Поставленная задача: Представьте в виде нумерованного списка строки записей от строки, содержащей «query: distant hiker», до строки, содержащей «top-left (128, 54), bottom-right (300, 118)», включительно. Пустые строки опустите.

Исходные данные:
▶

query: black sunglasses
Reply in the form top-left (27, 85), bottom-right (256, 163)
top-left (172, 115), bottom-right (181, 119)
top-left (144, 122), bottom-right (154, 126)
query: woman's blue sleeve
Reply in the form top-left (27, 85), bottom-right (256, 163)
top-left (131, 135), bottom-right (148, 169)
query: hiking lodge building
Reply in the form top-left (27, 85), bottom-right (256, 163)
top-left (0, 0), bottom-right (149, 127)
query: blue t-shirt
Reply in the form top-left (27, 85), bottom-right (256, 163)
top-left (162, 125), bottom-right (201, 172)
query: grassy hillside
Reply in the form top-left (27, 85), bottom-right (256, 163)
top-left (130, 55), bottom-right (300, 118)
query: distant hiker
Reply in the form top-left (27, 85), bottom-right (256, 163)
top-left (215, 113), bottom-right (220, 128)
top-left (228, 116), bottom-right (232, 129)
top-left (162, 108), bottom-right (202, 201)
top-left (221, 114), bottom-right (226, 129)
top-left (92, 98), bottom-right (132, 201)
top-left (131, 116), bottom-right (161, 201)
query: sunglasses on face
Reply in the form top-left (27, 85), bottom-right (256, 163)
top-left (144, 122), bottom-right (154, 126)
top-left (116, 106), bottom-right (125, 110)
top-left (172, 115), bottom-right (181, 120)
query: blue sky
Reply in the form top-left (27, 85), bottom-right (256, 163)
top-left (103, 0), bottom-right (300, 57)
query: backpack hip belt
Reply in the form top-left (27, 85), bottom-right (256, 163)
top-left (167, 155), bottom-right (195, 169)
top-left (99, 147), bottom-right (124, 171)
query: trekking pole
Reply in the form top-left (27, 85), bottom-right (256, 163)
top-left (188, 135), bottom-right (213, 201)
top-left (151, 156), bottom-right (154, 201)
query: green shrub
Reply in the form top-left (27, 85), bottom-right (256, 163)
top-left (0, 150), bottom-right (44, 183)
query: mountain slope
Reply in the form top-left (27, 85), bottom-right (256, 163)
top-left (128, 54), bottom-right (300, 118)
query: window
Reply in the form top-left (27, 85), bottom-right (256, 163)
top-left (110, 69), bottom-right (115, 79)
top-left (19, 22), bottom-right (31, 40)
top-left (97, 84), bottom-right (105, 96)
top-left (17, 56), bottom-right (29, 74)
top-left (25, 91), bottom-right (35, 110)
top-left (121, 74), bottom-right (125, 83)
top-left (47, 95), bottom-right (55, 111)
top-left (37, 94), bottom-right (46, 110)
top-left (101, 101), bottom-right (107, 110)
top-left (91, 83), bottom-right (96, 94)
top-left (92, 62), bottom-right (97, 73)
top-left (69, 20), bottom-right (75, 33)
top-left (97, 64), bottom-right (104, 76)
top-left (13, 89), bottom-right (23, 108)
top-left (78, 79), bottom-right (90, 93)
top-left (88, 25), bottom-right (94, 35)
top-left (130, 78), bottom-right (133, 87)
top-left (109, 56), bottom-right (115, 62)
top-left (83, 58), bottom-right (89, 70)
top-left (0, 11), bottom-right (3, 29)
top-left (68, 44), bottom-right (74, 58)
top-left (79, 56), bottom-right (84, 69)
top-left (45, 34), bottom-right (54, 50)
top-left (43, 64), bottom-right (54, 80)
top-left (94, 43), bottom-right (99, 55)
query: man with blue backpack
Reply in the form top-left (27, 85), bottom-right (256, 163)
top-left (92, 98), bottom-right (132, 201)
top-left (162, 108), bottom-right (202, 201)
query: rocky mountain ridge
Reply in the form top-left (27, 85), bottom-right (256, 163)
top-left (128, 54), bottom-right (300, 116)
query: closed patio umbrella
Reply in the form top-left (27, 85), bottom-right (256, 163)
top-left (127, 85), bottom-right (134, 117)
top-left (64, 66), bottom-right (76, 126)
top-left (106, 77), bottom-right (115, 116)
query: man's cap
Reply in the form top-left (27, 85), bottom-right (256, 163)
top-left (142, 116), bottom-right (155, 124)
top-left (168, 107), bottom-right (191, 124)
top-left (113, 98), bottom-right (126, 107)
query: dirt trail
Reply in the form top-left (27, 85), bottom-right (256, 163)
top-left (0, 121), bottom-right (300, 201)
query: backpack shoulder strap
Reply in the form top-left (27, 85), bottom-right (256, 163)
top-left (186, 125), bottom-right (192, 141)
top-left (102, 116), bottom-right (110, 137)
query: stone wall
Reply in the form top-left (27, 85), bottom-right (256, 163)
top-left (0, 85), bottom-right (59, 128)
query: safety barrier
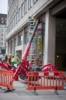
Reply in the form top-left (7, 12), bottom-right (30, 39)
top-left (27, 72), bottom-right (64, 90)
top-left (0, 70), bottom-right (13, 90)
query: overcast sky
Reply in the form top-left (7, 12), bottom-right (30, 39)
top-left (0, 0), bottom-right (8, 14)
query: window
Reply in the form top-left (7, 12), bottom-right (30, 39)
top-left (24, 0), bottom-right (27, 13)
top-left (16, 11), bottom-right (18, 23)
top-left (21, 3), bottom-right (24, 17)
top-left (18, 9), bottom-right (20, 21)
top-left (19, 35), bottom-right (23, 45)
top-left (33, 0), bottom-right (38, 3)
top-left (1, 18), bottom-right (4, 24)
top-left (28, 0), bottom-right (31, 9)
top-left (14, 38), bottom-right (17, 47)
top-left (5, 18), bottom-right (7, 24)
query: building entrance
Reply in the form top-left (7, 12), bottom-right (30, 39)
top-left (55, 10), bottom-right (66, 71)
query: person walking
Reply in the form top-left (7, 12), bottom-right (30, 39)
top-left (11, 56), bottom-right (16, 66)
top-left (15, 54), bottom-right (20, 64)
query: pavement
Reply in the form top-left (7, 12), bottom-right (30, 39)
top-left (0, 79), bottom-right (66, 100)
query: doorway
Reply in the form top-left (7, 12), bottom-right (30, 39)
top-left (55, 10), bottom-right (66, 71)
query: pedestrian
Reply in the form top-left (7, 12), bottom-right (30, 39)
top-left (6, 57), bottom-right (12, 69)
top-left (15, 54), bottom-right (20, 64)
top-left (36, 56), bottom-right (42, 71)
top-left (11, 56), bottom-right (16, 66)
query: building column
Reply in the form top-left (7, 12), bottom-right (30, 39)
top-left (43, 10), bottom-right (56, 65)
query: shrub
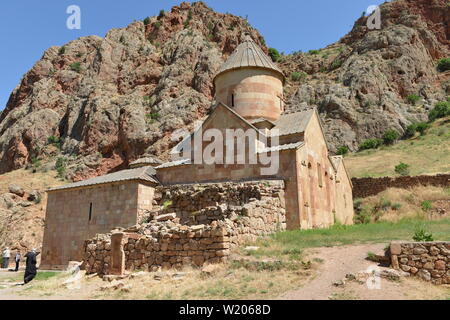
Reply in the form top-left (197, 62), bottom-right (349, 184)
top-left (420, 200), bottom-right (433, 211)
top-left (413, 226), bottom-right (434, 242)
top-left (331, 59), bottom-right (344, 70)
top-left (336, 146), bottom-right (349, 156)
top-left (147, 112), bottom-right (161, 123)
top-left (405, 123), bottom-right (417, 138)
top-left (69, 62), bottom-right (81, 72)
top-left (395, 162), bottom-right (410, 176)
top-left (359, 139), bottom-right (383, 150)
top-left (47, 136), bottom-right (61, 144)
top-left (406, 94), bottom-right (420, 105)
top-left (269, 48), bottom-right (281, 62)
top-left (383, 130), bottom-right (399, 145)
top-left (291, 72), bottom-right (306, 81)
top-left (55, 157), bottom-right (67, 179)
top-left (437, 58), bottom-right (450, 72)
top-left (416, 122), bottom-right (430, 136)
top-left (428, 101), bottom-right (450, 122)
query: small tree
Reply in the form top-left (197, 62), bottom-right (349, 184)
top-left (395, 162), bottom-right (410, 176)
top-left (336, 146), bottom-right (349, 156)
top-left (383, 130), bottom-right (399, 145)
top-left (437, 58), bottom-right (450, 72)
top-left (269, 48), bottom-right (281, 62)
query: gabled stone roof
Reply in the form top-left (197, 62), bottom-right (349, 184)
top-left (271, 109), bottom-right (315, 136)
top-left (48, 167), bottom-right (159, 191)
top-left (258, 141), bottom-right (305, 154)
top-left (214, 35), bottom-right (285, 81)
top-left (130, 157), bottom-right (163, 168)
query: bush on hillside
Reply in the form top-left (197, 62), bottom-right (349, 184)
top-left (291, 71), bottom-right (306, 81)
top-left (405, 123), bottom-right (417, 138)
top-left (407, 94), bottom-right (420, 105)
top-left (438, 58), bottom-right (450, 72)
top-left (428, 101), bottom-right (450, 122)
top-left (359, 138), bottom-right (383, 151)
top-left (395, 162), bottom-right (410, 176)
top-left (413, 226), bottom-right (434, 242)
top-left (383, 130), bottom-right (400, 145)
top-left (336, 146), bottom-right (349, 156)
top-left (69, 62), bottom-right (81, 73)
top-left (269, 48), bottom-right (281, 62)
top-left (416, 122), bottom-right (431, 136)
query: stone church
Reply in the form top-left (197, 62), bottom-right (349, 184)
top-left (41, 36), bottom-right (354, 269)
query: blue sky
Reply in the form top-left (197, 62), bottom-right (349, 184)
top-left (0, 0), bottom-right (384, 110)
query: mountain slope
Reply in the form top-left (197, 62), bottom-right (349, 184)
top-left (0, 0), bottom-right (450, 180)
top-left (282, 0), bottom-right (450, 150)
top-left (0, 2), bottom-right (267, 179)
top-left (345, 118), bottom-right (450, 177)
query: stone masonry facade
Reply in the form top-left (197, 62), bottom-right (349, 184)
top-left (84, 180), bottom-right (286, 275)
top-left (390, 242), bottom-right (450, 285)
top-left (352, 174), bottom-right (450, 198)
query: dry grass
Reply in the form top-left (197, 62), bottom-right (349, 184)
top-left (0, 169), bottom-right (64, 248)
top-left (0, 169), bottom-right (64, 194)
top-left (16, 264), bottom-right (312, 300)
top-left (345, 118), bottom-right (450, 177)
top-left (355, 186), bottom-right (450, 222)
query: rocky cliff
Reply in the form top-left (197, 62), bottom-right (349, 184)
top-left (0, 0), bottom-right (450, 180)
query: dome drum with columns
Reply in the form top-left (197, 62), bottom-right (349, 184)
top-left (214, 35), bottom-right (285, 121)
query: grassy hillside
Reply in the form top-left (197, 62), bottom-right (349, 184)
top-left (345, 117), bottom-right (450, 177)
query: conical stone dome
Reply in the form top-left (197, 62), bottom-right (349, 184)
top-left (214, 35), bottom-right (285, 121)
top-left (216, 34), bottom-right (284, 79)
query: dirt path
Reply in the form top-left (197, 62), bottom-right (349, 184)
top-left (279, 244), bottom-right (450, 300)
top-left (0, 244), bottom-right (450, 300)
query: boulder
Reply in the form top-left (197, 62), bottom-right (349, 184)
top-left (8, 184), bottom-right (25, 197)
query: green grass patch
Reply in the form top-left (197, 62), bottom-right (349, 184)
top-left (248, 219), bottom-right (450, 252)
top-left (34, 271), bottom-right (60, 281)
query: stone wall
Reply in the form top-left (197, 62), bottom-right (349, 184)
top-left (41, 181), bottom-right (153, 269)
top-left (390, 242), bottom-right (450, 285)
top-left (84, 181), bottom-right (286, 274)
top-left (352, 174), bottom-right (450, 198)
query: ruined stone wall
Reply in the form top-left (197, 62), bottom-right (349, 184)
top-left (352, 174), bottom-right (450, 198)
top-left (156, 180), bottom-right (285, 233)
top-left (390, 242), bottom-right (450, 285)
top-left (41, 181), bottom-right (153, 269)
top-left (84, 181), bottom-right (286, 274)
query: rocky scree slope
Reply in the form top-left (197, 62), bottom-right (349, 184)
top-left (0, 0), bottom-right (450, 180)
top-left (0, 2), bottom-right (267, 180)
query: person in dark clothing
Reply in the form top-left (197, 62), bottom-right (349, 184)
top-left (23, 249), bottom-right (39, 284)
top-left (14, 250), bottom-right (22, 272)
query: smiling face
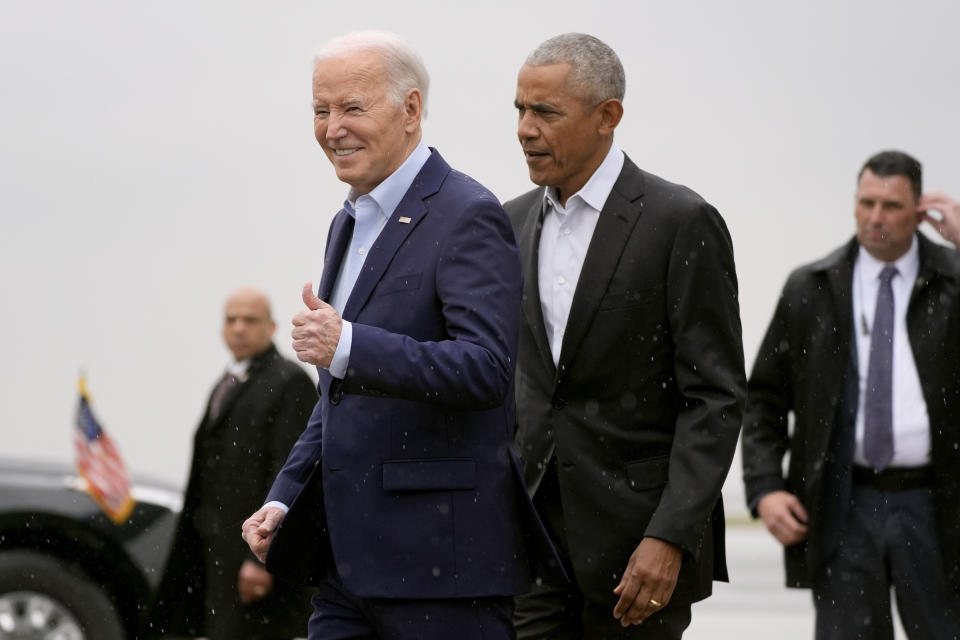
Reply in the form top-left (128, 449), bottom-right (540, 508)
top-left (514, 63), bottom-right (623, 203)
top-left (313, 50), bottom-right (422, 195)
top-left (854, 169), bottom-right (922, 262)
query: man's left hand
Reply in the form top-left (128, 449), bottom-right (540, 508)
top-left (290, 282), bottom-right (343, 367)
top-left (918, 192), bottom-right (960, 247)
top-left (613, 538), bottom-right (683, 627)
top-left (237, 560), bottom-right (273, 604)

◀

Письменное решение:
1. query: distant hiker
2. Reply in the form top-left (27, 85), bottom-right (256, 163)
3. top-left (215, 113), bottom-right (220, 128)
4. top-left (228, 116), bottom-right (232, 129)
5. top-left (162, 108), bottom-right (202, 201)
6. top-left (221, 114), bottom-right (226, 129)
7. top-left (92, 98), bottom-right (132, 201)
8. top-left (131, 116), bottom-right (161, 201)
9. query: sunglasses on face
10. Reply in the form top-left (27, 85), bottom-right (256, 163)
11. top-left (144, 122), bottom-right (154, 126)
12. top-left (116, 106), bottom-right (125, 110)
13. top-left (172, 115), bottom-right (181, 120)
14. query: blue sky
15. Reply in the form top-left (27, 85), bottom-right (256, 163)
16. top-left (103, 0), bottom-right (300, 57)
17. query: backpack hip belt
18. Reply in the form top-left (27, 85), bottom-right (256, 163)
19. top-left (167, 155), bottom-right (195, 169)
20. top-left (99, 147), bottom-right (124, 171)
21. query: trekking pole
22. Reply in the form top-left (27, 85), bottom-right (256, 163)
23. top-left (188, 135), bottom-right (213, 201)
24. top-left (151, 156), bottom-right (154, 201)
25. query: green shrub
26. Reply in the form top-left (27, 85), bottom-right (256, 163)
27. top-left (0, 150), bottom-right (44, 183)
28. query: mountain slope
29. Reply in the form top-left (27, 85), bottom-right (256, 163)
30. top-left (128, 54), bottom-right (300, 118)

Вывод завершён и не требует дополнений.